> EXERCISE REQUIREMENTS
**1.** In the AEP fishing thread, on which dates is dinkcatcher's group going down?
**2.** Go on with the AEP fishing thread, picking up after its final line.

> PASSAGE TO READ
# AEP trip 4/3-4/4



## dre (Aug 14, 2009)

I plan on taking a trip down to AEP that weekend. What is usually the 'magical' temperatures to get the bass to start biting in those ponds. I imagine the water is still very cool in most of them. I just wonder if we will have a period of warm weather before my trip or would it even be worth going down that early? Thoughts?


----------



## shroomhunter (Aug 6, 2004)

I wouldn't go, it's too far to drive, the ponds are fished out, the birds chirp too much, it'll probably rain, the nights will be cold, the beverages will get warm and food cooked over a fire is terrible.
See you there....
Magical water temps......above 32


----------



## dre (Aug 14, 2009)

Haha in other words why am I questioning this..I should go! I'm suprised there is hardly any AEP talk yet this year. I looked at posts from last year and people were getting pumped about it. I guess the weather hasn't quite got people in the mood yet?


----------



## Fishin365 (Feb 3, 2009)

i agree with mushroomman...above 32 degrees. i also agree that there is much more traffic down there lately since they have cleaned the camps up a little.....still no excuse for not catching quality fish, just hard to get away from people. 

PS-be aware of the game wardens.....cross a property line or anything they will get you...trust me


----------



## dinkcatcher (Jul 4, 2009)

A group of us are going down the 15-17th so well be awaiting your report


----------



## Bubbagon (Mar 8, 2010)

From various trips: (see a pattern?)

> Rows from a pointing dataset
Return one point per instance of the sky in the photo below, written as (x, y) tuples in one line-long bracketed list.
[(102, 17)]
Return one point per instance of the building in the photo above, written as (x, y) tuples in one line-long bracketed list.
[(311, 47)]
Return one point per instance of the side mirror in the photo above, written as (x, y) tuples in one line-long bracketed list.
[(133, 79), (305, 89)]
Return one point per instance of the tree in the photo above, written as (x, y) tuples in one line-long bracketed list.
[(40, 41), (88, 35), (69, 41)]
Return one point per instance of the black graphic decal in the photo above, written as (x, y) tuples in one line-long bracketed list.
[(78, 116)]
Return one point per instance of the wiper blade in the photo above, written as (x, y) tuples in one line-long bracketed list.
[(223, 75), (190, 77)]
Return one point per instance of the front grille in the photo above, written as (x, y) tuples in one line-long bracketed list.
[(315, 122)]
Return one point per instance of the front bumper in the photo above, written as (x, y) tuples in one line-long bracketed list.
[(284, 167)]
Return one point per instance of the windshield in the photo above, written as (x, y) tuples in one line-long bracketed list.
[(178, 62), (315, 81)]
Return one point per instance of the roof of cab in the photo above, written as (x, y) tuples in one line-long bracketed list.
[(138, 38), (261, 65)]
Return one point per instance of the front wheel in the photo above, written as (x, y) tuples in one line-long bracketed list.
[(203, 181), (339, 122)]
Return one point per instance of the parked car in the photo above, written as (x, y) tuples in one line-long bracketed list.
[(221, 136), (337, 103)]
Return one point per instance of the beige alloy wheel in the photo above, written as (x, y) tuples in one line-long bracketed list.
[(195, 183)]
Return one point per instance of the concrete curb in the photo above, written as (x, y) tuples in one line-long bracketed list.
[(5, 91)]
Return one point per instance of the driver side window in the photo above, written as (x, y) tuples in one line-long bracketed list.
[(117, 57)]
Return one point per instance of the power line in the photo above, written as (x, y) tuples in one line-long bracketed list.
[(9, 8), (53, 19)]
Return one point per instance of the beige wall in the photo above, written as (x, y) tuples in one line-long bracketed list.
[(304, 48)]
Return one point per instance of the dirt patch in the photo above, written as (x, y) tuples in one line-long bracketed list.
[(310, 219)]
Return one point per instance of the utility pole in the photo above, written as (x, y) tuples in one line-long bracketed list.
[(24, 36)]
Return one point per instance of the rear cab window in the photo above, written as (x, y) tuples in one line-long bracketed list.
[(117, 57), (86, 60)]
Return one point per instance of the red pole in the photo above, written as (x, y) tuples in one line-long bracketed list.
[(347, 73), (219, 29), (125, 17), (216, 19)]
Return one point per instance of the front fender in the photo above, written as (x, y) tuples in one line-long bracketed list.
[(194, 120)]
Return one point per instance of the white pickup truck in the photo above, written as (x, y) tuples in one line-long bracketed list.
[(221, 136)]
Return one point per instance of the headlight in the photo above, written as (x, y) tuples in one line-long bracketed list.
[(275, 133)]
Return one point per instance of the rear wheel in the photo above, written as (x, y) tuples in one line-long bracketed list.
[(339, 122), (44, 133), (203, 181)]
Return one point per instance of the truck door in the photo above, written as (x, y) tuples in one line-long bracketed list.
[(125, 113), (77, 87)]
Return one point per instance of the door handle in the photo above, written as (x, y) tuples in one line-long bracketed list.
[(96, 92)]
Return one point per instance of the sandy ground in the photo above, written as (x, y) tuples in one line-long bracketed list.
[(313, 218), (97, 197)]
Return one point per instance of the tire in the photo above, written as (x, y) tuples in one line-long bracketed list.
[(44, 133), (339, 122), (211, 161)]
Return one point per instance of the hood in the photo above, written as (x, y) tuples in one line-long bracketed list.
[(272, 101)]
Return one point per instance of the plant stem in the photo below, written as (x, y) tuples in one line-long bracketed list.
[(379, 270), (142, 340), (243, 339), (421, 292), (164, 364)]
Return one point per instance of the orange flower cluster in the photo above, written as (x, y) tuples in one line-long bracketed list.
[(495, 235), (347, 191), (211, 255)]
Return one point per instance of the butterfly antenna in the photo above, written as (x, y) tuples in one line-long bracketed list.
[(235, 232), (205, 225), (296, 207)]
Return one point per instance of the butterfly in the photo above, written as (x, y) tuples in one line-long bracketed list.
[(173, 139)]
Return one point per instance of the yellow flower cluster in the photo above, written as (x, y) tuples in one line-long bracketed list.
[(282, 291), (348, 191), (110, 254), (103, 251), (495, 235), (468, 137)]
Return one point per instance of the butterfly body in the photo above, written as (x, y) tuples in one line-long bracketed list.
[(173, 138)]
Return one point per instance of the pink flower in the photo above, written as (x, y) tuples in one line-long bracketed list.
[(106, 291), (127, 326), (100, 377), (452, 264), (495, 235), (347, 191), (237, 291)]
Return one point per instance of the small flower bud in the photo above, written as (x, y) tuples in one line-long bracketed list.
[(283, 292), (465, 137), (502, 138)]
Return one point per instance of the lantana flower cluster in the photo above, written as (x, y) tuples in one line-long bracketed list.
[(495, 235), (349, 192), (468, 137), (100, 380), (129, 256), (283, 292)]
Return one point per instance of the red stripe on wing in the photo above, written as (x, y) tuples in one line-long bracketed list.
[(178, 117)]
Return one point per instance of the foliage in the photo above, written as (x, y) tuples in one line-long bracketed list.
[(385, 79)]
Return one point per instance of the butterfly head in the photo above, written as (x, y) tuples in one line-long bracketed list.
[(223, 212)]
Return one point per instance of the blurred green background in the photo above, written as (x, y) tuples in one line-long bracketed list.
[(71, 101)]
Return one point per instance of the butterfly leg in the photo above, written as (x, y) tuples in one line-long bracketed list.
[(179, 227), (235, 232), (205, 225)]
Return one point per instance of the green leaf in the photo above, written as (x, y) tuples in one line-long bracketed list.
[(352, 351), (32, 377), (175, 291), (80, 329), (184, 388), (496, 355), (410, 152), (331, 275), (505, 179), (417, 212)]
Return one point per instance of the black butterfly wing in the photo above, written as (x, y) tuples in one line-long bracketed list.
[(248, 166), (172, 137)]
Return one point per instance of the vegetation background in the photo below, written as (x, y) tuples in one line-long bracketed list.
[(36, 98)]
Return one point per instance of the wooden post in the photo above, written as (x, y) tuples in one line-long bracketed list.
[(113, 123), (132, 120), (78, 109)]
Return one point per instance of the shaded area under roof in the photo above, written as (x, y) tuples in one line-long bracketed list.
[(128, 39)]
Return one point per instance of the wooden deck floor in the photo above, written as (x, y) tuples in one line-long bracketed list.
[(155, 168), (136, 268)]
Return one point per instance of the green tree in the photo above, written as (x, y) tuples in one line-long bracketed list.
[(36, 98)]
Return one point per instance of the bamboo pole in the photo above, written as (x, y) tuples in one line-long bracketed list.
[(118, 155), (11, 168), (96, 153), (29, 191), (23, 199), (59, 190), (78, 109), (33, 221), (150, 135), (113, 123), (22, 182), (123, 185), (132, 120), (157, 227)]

> ANSWERS IN ORDER
**1.** The 15th through the 17th.

**2.**
Early March/ Jig-N-Pig









Early March/ Jig-N-Pig









Late March/ Jig-N-Pig


----------



## Networthy (Dec 22, 2008)

I was just wondering if anyone has seen a new map for AEP, I read where there was some land that was released or reopened. I konw that for the last three or four years there has been talk of reopening Q, but I have yet to drive by and see an open gate at Q. I would love to see Q and L reopened. Any info would be great it'll be about a month before I go, and I have some old maps, so I guess that I really don't need a new map, just confirmation of what is actually open. Thanks.


----------



## woba123 (Mar 15, 2011)

nice fish...good pics


----------



## pastorchris (Mar 19, 2007)

You can contact the AEP plant in Beverly and they will send you all the maps you want. I got several when I heard the announcement of the newly opened land. If I remember right, its right about 22,000 acres reopened. I cant wait to get back into some of the ponds I used to fish until I found out they were off limits. 
IT'S GONNA BE A GOOD SPRING TATER!!!!!!!!!!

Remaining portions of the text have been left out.